** TEKS BACAAN **
________________________
Di Indonesia masalah perdagangan orang sangat kompleks karena terkadang hadir dalam bentuk yang tidak terlalu menonjol seperti dalam kasus tenaga kerja. Umumnya masyarakat hanya memahami perdagangan orang dalam bentuk perekrutan dan pengiriman pekerja migran apalagi yang mengalami kekerasan fisik, seksual dan perbudakan.
Sementara itu sepanjang tahun 2020 diketahui ada 149 laporan kasus, sedangkan pada tahun 2019 ada 244 perdagangan anak dengan beragam bentuk seperti pelacuran, pekerja anak hingga adopsi ilegal, bahkan ditemukan anak yang bertindak sebagai perantara dengan mucikari.
Pada masa pandemi KPAI tetap melakukan pengawasan terhadap titik rentan korban eksploitasi seksual anak dan pekerja anak. Dalam hasil laporan KPAI tentang perdagangan anak, sejak Januari hingga April 2021, KPAI telah menangani 35 laporan kasus Tindak Pidana Perdagangan Orang (TPPO) dengan korban 234 orang anak. Dari jumlah tersebut 83 persen kasus kekerasan seksual atau prostitusi anak.
Secara umum, di Indonesia tindakan perdagangan orang pada masa pandemi angkanya justru meningkat, seperti dalam siaran pers Kementrian Pemberdayaan Perempuan dan Perlindungan Anak pada 29/7/2021 dengan Nomor: B-256/SETMEN/HM.02.04/07/2021. Menurut Deputi Bidang Perlindungan Anak, Ratna Susianawati, berdasarkan data Sistem Informasi Online Perlindungan Perempuan dan Anak (SIMFONI PPA) tahun 2020, kasus Tindak Pidana Perdagangan Orang (TPPO) pada perempuan dan anak meningkat 62,5 persen.
Data perdagangan anak akan jauh lebih besar jika prostitusi atau pekerja seks komersil anak dipandang sebagai TPPO, karena 30 persen pekerja seks di Indonesia berusia anak-anak. Berdasarkan data International Labour Organization (ILO) pada 2020 lebih dari 40 juta orang di dunia menjadi korban TPPO, dan 1 dari 4 korban tersebut adalah anak-anak. Bahkan, yang lebih memprihatinkan adalah data terbaru Kedubes Amerika Serikat 2020 bahwa di Indonesia, diperkirakan ada 70.000 – 80.000 pekerja seks anak dan dewasa yang banyak terdapat di industri pertambangan di Maluku, Jambi dan Papua.
________________________
** PERMINTAAN TUGAS 1 **
Menurut teks bacaan, berapa laporan kasus TPPO yang ditangani KPAI sejak Januari hingga April 2021?
** PERMINTAAN TUGAS 2 **
Jelaskan berdasarkan teks bacaan mengapa data perdagangan anak di Indonesia bisa jauh lebih besar.

** DATA HASIL EKSTRAKSI **
________________________
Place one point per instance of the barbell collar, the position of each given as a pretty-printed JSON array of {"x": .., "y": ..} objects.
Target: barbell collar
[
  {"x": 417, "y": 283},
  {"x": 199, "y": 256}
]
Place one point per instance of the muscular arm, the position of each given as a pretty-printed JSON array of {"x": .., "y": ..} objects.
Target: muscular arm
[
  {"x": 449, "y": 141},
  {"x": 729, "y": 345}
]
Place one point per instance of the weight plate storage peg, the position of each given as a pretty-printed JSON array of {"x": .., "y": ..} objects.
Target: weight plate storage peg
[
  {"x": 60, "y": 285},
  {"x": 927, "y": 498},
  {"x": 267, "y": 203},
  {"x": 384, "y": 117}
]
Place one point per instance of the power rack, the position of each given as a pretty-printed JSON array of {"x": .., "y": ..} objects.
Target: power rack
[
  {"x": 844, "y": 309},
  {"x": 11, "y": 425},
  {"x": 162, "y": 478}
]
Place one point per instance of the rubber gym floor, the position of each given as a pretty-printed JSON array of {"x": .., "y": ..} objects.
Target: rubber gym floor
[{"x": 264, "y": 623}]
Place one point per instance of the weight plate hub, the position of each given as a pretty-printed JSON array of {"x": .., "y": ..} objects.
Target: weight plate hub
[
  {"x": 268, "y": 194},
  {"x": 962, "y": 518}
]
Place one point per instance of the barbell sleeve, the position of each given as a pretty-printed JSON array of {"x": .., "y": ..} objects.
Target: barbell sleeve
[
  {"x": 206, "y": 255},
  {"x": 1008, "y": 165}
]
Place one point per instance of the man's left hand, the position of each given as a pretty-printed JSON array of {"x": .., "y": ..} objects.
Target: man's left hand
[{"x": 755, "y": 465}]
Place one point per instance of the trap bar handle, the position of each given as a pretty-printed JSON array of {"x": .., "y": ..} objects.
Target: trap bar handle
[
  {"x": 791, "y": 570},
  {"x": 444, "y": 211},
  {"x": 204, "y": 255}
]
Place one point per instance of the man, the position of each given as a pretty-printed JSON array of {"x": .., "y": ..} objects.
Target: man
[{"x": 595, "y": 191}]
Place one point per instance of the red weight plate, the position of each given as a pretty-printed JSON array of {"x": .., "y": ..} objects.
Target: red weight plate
________________________
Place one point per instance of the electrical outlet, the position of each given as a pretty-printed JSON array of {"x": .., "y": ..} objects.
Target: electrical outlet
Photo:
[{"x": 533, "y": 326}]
________________________
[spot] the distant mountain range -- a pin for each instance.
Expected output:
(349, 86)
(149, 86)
________________________
** RUANG JAWABAN 1 **
35 laporan kasus.

** RUANG JAWABAN 2 **
Data perdagangan anak akan jauh lebih besar jika prostitusi anak dipandang sebagai TPPO. Alasannya, 30 persen pekerja seks di Indonesia berusia anak-anak.